[Opening Available data section]

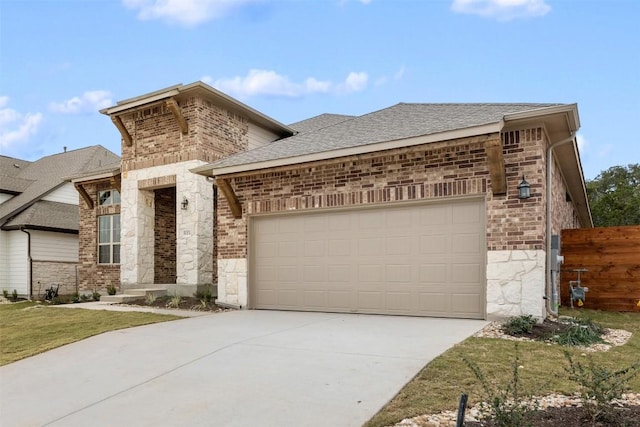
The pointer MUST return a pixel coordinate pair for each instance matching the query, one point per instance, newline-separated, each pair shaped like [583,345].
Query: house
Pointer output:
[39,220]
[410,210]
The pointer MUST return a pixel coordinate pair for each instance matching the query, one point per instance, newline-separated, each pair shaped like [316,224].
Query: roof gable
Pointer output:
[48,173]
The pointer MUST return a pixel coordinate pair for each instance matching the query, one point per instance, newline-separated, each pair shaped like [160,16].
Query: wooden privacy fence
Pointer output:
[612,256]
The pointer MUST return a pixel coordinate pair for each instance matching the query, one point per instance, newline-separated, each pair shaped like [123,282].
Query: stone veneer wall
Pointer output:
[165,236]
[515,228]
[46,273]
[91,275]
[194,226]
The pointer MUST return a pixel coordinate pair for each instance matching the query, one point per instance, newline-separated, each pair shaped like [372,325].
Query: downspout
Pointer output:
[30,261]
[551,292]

[Closing Available data section]
[Opening Available data section]

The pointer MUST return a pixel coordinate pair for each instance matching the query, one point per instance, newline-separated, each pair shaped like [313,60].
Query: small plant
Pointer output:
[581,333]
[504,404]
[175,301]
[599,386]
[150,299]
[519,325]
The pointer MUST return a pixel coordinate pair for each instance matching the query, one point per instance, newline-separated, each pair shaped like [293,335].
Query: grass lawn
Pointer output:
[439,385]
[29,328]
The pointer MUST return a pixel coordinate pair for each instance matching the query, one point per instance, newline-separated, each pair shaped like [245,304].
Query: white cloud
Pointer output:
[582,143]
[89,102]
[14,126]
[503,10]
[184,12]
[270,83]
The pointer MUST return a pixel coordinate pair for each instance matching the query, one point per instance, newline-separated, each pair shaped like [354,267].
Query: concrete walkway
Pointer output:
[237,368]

[Closing Available data section]

→ **Description of the task**
Repeat the entries above verbatim, but only from the line that has "shaped like [316,224]." down to the line that has "Query: stone veneer wall", inclusive.

→ **Answer section**
The pointer MUST return a pixel coordinate pair for each instance matching the query, one point per instance, newline-separated, each pair shaped like [316,224].
Query: roof gable
Pointer output:
[48,173]
The pointer MUST return a pixel coordinate pair for each instance matching the query, one point per instance, newline-separated, each pair shaped like [160,16].
Query: wooden privacy fence
Pointer output:
[612,256]
The pointer MUST return a pixel coordinate pair for each instance matching the query, one point per instance, newline-separated, each pair shaped like [123,282].
Query: stone veneer wall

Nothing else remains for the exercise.